A fazer:
Escreva a continuação do texto sobre o Natal que vem a seguir, começando depois da sua última frase.

Excerto escolhido:

====

100nada

O meu Natal

Não sou capaz de não gostar do Natal e de todas as suas periferias. Lamento imenso, mas é mesmo assim. Sei que está na moda (há muitos anos) um certo espírito blasé de que seca não se aguentam as filas nas lojas ou o politicamente correcto na perspectiva marxista se há quem não tenha natal também não deveríamos ter (que é só uma desculpa mais arranjadinha para o que seca não se aguentam as filas nas lojas). Mas eu gosto, gosto muito, adoro e deliro com a coisa toda. Não é a parte consumista, embora essa me aguente de enorme sorriso nas filas das lojas, porque me diverte e distrái ir olhando para o lado e imaginando que aquela boneca vai fazer feliz uma menina ou aquelas peúgas vão aquecer uns pés ou aquele livro há-de ser folheado por uma pessoa que não sei quem é; e todas essas pessoas vão receber essas coisas das mãos de alguém que gosta delas; ou se calhar nem gosta mas faz o esforço. E se não faz deveria fazer porque o Natal é paz e amor e essa é a mensagem principal da criança que faz anos no dia 25: amai-vos uns aos outros e perdoai as nossas ofensas e o pão nosso. E quem diz pão, diz o bacalhau cozido com azeite a ferver por cima e uns alhos já agora, e as rabanadas e o peru (que até dispenso) e os belhoses e as broinhas e o bolo-rei (para mim rainha se faz favor) e os presentes que não precisam de ser caros mas que (os meus) são embrulhados em casa, por mim, com laços manhosos que continuo a não dominar essa arte e umas etiquetas minúsculas onde consigo sempre escrever mais do que o para e o de.

O Natal é música na rua e nas lojas, essa que já ninguém atura mas que a mim me enche a alma de jingobéls e para todos um bom natal e a sonhar com um natal branco. São as iluminações de rua, as que acho mais bonitas sendo para as crianças as mais feias, porque os meninos gostam de cores e bolas e brilhos e não de coisas de extremo bom gosto, elegância e sobriedade, que nós achamos tão bem mas que para eles não são: os papéis têm de ter pais natais e estrelas douradas e muito vermelho e verde e o azevinho e as flores de natal devem ser exactamente assim e não azuis e prateados, embora se possa ainda assim aceitar essas, já que o Menino nasceu de noite e gostariamos de pensar que as estrelas estavam lá todas a assistir.

====

Dados apresentados:
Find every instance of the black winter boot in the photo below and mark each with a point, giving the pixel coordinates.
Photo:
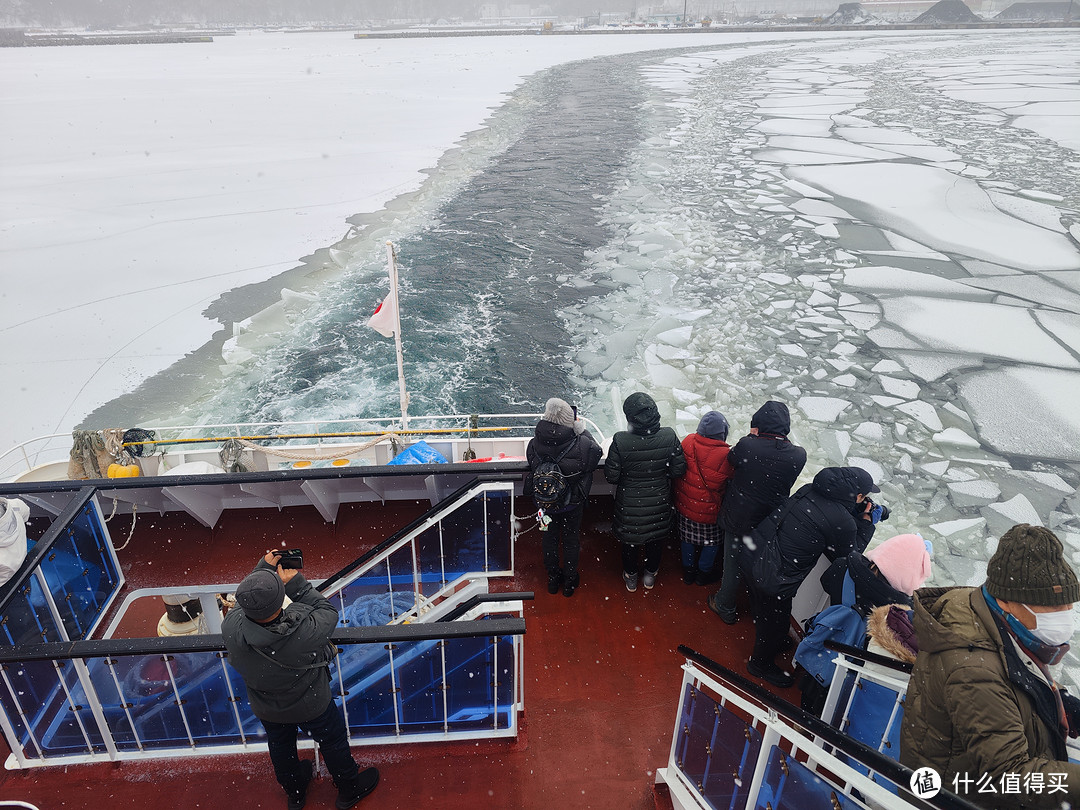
(554, 581)
(350, 795)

====

Resposta escrita:
O Natal é ficar na fila dos carros para ir ver as luzes ao domingo à noite, é ir ouvir cantar carrols no metropolitano; que saudades de começar a ouvir ao longe um coro que, por vezes nem era assim tão afinado, mas normalmente era bastante bom, a ecoar nos corredores e nas escadas rolantes do London Underground e ir cantando, em surdina, aquelas coisas que toda a gente conhece. Ou em glória, aos berros no Royal Albert Hall, em Carrols for Choir and Audience, com as letras distribuídas à entrada e milhares de pessoas a cantarem

O come, all ye faithful, joyful and triumphant
O come ye, O come ye to Bethlehem

(só de escrever me arrepio)

e já a descer as ruas e a olhar para as montras do Hamley’s. O meu Natal é tão londrino, como é que isto aconteceu? Talvez porque lá não exista esta nossa provinciana vergonha de cantar nas ruas, envergar barretes vermelhos de tira e pompom branco e debitar sorrisos a quem passa só porque sim, porque é Natal.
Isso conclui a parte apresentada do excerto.